* **Records for this task**:
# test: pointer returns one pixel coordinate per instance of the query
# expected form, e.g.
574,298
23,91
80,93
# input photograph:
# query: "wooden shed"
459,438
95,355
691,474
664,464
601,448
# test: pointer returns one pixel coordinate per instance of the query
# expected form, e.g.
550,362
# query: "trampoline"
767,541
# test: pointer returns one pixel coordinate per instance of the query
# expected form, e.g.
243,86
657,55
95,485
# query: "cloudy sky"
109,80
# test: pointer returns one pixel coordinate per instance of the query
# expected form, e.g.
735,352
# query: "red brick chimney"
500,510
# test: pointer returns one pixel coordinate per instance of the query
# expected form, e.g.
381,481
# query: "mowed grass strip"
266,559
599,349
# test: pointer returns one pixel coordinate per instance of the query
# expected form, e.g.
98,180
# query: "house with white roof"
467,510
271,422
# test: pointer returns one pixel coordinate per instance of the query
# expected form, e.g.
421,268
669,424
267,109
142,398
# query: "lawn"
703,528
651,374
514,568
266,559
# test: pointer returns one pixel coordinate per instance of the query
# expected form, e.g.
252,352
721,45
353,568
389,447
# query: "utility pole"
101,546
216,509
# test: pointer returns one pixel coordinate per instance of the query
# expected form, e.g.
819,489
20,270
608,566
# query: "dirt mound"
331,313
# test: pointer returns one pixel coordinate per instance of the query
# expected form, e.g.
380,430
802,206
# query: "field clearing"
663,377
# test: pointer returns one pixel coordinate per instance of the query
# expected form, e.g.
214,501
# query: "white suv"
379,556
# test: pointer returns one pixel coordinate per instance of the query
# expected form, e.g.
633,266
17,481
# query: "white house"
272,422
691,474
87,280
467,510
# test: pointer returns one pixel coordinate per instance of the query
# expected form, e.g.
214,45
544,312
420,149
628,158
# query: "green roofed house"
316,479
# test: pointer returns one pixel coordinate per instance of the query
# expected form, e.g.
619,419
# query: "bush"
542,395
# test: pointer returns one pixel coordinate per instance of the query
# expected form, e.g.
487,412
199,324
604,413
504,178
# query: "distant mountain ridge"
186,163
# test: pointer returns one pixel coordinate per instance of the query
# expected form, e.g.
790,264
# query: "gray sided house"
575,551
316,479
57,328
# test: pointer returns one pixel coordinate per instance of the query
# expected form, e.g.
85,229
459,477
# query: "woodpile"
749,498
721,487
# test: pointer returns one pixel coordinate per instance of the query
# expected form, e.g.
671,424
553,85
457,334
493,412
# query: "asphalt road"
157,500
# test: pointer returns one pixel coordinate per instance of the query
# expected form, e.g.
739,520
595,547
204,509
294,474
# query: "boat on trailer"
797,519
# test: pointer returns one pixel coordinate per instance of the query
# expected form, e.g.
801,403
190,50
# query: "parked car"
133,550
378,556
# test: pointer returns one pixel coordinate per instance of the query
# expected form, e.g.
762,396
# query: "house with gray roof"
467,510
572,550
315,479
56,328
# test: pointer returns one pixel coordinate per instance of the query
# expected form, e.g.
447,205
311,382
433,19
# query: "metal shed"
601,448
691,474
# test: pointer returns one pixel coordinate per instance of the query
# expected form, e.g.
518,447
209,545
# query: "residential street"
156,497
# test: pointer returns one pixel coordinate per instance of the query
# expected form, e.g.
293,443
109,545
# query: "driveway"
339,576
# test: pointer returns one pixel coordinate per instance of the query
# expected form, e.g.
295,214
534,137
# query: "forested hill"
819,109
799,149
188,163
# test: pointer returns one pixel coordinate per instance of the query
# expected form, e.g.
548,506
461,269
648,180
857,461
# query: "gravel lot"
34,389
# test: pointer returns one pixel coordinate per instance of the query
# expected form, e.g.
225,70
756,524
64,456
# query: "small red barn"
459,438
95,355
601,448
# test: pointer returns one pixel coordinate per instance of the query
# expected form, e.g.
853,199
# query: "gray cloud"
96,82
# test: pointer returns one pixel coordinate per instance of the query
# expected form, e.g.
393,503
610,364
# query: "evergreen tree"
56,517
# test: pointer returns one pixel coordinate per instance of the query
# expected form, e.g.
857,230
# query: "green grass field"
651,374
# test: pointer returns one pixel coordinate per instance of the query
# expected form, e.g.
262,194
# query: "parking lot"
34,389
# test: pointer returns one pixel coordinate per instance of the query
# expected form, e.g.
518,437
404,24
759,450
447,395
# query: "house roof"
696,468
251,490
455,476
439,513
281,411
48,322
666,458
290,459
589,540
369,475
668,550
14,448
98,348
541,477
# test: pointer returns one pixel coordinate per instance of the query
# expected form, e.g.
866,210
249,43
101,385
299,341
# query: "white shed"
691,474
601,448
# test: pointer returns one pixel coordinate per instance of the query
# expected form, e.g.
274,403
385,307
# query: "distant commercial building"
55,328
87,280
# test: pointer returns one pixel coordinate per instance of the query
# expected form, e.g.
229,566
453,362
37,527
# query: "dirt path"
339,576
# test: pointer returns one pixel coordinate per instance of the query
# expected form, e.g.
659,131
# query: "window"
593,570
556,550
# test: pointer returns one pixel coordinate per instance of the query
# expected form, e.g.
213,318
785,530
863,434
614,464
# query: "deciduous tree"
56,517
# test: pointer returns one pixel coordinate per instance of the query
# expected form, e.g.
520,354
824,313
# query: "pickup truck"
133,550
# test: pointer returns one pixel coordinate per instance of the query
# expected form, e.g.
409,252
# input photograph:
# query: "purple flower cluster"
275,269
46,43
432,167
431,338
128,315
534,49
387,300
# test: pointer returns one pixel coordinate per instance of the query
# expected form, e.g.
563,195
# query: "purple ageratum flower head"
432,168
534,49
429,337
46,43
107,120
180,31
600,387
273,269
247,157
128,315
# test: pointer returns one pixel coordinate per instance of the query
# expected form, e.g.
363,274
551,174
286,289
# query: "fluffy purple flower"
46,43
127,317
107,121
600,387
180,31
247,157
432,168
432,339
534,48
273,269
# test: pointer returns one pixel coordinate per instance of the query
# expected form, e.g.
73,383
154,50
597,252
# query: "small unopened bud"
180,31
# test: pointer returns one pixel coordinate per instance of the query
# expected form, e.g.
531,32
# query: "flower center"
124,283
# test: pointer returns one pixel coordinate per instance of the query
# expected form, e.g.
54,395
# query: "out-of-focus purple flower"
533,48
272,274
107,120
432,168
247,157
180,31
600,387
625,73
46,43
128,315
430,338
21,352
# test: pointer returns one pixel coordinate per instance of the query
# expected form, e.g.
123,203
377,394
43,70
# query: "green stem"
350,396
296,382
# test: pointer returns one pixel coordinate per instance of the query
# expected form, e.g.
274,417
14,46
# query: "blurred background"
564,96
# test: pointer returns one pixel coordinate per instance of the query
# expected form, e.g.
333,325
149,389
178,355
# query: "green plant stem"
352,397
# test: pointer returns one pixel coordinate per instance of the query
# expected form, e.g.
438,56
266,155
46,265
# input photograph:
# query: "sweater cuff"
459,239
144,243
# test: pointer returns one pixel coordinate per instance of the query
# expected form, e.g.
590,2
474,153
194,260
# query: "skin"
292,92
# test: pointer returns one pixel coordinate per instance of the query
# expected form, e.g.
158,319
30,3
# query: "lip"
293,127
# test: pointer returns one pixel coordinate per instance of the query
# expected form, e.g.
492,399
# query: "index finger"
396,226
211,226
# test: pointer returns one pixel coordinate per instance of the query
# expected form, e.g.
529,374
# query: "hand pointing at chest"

* **Problem to solve**:
Print the records above exactly as they appear.

* **Exercise response**:
# test: pointer returns one pixel coordinate per instance of the query
# expected form, e.g.
574,298
23,91
80,93
# input photograph:
# query: "wooden shed"
459,438
95,355
691,474
664,464
601,448
# test: pointer returns one pixel coordinate per instance of the query
# expected form, e.g.
550,362
# query: "trampoline"
767,541
# test: pointer returns one pixel coordinate per instance of the query
# expected form, e.g.
243,86
657,55
95,485
# query: "cloudy sky"
109,80
# test: pointer returns one pixel coordinate per instance of the query
# expected form, e.g.
735,352
# query: "red brick chimney"
500,510
# test: pointer returns one pixel coordinate per instance of the query
# expected form, e.g.
381,481
# query: "mowed grass strip"
266,559
599,349
# test: pointer returns one pixel coordinate per instance of the query
# expected form, e.g.
98,180
# query: "house with white roof"
467,510
271,422
# test: pointer returns one pixel coordinate per instance of the query
# expected form, e.g.
421,268
669,424
267,109
142,398
# query: "lawn"
703,528
651,374
514,568
266,559
# test: pointer returns one pixel coordinate per instance of the query
# expected form, e.g.
252,352
721,45
353,568
389,447
# query: "utility pole"
101,546
216,509
# test: pointer returns one pixel coordinate per instance of the query
# expected form, e.g.
819,489
20,270
608,566
# query: "dirt mound"
331,313
# test: pointer returns one pixel coordinate per instance of the query
# expected form, e.g.
380,430
802,206
# query: "field clearing"
663,377
# test: pointer returns one pixel coordinate per instance of the query
# expected form, e.g.
214,501
# query: "white suv"
379,556
# test: pointer returns one pixel coordinate per instance of the query
# expected form, e.g.
633,266
17,481
# query: "white house"
272,422
691,474
87,280
467,510
# test: pointer returns one pixel coordinate per instance of the query
# expected form, e.g.
214,45
544,312
420,149
628,158
# query: "green roofed house"
316,479
# test: pointer returns one pixel coordinate per instance of the query
# expected form, e.g.
619,419
# query: "bush"
542,395
# test: pointer returns one pixel coordinate per instance of the query
# expected form, e.g.
487,412
199,324
604,413
504,178
# query: "distant mountain ridge"
186,163
# test: pointer returns one pixel coordinate per instance of the query
# expected form, e.g.
790,264
# query: "gray sided house"
575,551
316,479
57,328
# test: pointer returns one pixel coordinate per instance of the query
# expected form, e.g.
85,229
459,477
# query: "woodpile"
749,498
721,487
# test: pointer returns one pixel coordinate per instance of the query
# expected form, e.g.
671,424
553,85
457,334
493,412
# query: "asphalt road"
157,500
# test: pointer returns one pixel coordinate per instance of the query
# expected form, e.g.
739,520
595,547
204,509
294,474
# query: "boat on trailer"
797,519
# test: pointer returns one pixel coordinate per instance of the query
# expected form, e.g.
801,403
190,50
# query: "parked car"
133,550
378,556
# test: pointer returns one pixel coordinate per instance of the query
# expected form, e.g.
762,396
# query: "house with gray roof"
467,510
572,550
315,479
56,328
# test: pointer returns one pixel coordinate per instance of the query
# expected form, e.g.
447,205
311,382
433,19
# query: "metal shed"
601,448
691,474
# test: pointer returns one pixel coordinate per instance of the query
# expected form, e.g.
518,447
209,545
# query: "residential street"
156,497
# test: pointer returns one pixel coordinate per instance of the query
# expected form, e.g.
293,443
109,545
# query: "driveway"
339,576
# test: pointer returns one pixel coordinate per instance of the query
# expected form, e.g.
295,214
534,137
# query: "forested hill"
819,109
799,149
188,163
# test: pointer returns one pixel coordinate per instance of the query
# expected form, e.g.
548,506
461,269
648,180
857,461
# query: "gravel lot"
34,389
# test: pointer returns one pixel coordinate per instance of the query
# expected form, e.g.
225,70
756,524
64,456
# query: "small red barn"
459,438
95,355
601,448
# test: pointer returns one pixel coordinate per instance of the query
# expected form, e.g.
853,199
# query: "gray cloud"
96,82
# test: pointer returns one pixel coordinate per instance of the query
# expected form, e.g.
393,503
610,364
# query: "evergreen tree"
56,517
# test: pointer returns one pixel coordinate per instance of the query
# expected form, e.g.
857,230
# query: "green grass field"
651,374
# test: pointer returns one pixel coordinate per instance of the query
# expected form, e.g.
262,194
# query: "parking lot"
34,389
# test: pointer returns one pixel coordinate per instance of the query
# expected form, e.g.
518,437
404,24
759,450
447,395
# query: "house roof"
696,468
251,490
455,476
439,513
281,411
48,322
666,458
290,459
589,540
369,475
668,550
14,448
98,348
541,477
# test: pointer returns one pixel coordinate per instance of the query
# expected form, e.g.
866,210
249,43
101,385
299,341
# query: "white shed"
691,474
601,448
# test: pointer returns one pixel coordinate per instance of the query
# expected form, e.g.
274,403
385,307
# query: "distant commercial building"
55,328
87,280
# test: pointer returns one pixel coordinate per instance of the query
# expected form, e.g.
229,566
453,362
37,527
# query: "dirt path"
339,576
# test: pointer returns one pixel coordinate per instance of the query
# expected form, e.g.
659,131
# query: "window"
593,570
556,550
# test: pointer returns one pixel coordinate per instance of the query
# expected form, e.g.
213,318
785,530
863,434
614,464
# query: "deciduous tree"
56,517
# test: pointer returns one pixel coordinate per instance of the query
# expected form, e.g.
520,354
824,313
# query: "pickup truck"
133,550
# test: pointer returns one pixel coordinate per instance of the query
# expected form, e.g.
409,252
# input photograph:
# query: "purple flower cluster"
275,269
46,43
432,167
431,338
128,315
534,49
387,300
# test: pointer returns one pixel coordinate per instance of the query
# expected form, e.g.
563,195
# query: "purple ageratum flower head"
432,168
534,49
429,337
46,43
107,120
180,31
600,387
273,269
247,157
128,315
# test: pointer returns one pixel coordinate per instance of the query
# expected form, e.g.
363,274
551,174
286,289
# query: "fluffy purple flower"
46,43
127,317
107,121
600,387
180,31
247,157
432,168
432,339
534,48
273,269
# test: pointer returns one pixel coordinate per instance of the query
# expected form, e.g.
73,383
154,50
597,252
# query: "small unopened bud"
180,31
# test: pointer returns one pixel coordinate per instance of the query
# expected form, e.g.
531,32
# query: "flower center"
124,283
# test: pointer returns one pixel coordinate per instance of the query
# expected form, e.g.
54,395
# query: "out-of-focus purple flower"
533,48
272,274
107,120
432,168
247,157
180,31
600,387
625,73
46,43
128,315
430,338
21,352
# test: pointer returns one pixel coordinate per instance of the query
# expected form, e.g.
123,203
377,394
43,70
# query: "green stem"
350,396
296,382
# test: pointer returns one pixel coordinate per instance of the query
# expected form, e.g.
274,417
14,46
# query: "blurred background"
564,96
# test: pointer returns one pixel coordinate per instance of the query
# expected form, e.g.
333,325
149,389
178,355
# query: "green plant stem"
352,397
# test: pointer returns one pixel coordinate per instance of the query
# expected form, e.g.
438,56
266,155
46,265
# input photograph:
# query: "sweater cuff"
459,239
144,243
# test: pointer returns one pixel coordinate per instance of the query
# expected form, e.g.
590,2
474,153
194,260
# query: "skin"
292,92
# test: pointer returns one pixel coordinate per instance of the query
# expected form, e.g.
158,319
30,3
# query: "lip"
293,127
# test: pointer returns one pixel coordinate per instance of the query
# expected form, e.g.
492,399
# query: "index finger"
396,226
211,226
# test: pointer returns one pixel coordinate per instance of the query
# expected form, e.g.
529,374
# query: "hand pointing at chest"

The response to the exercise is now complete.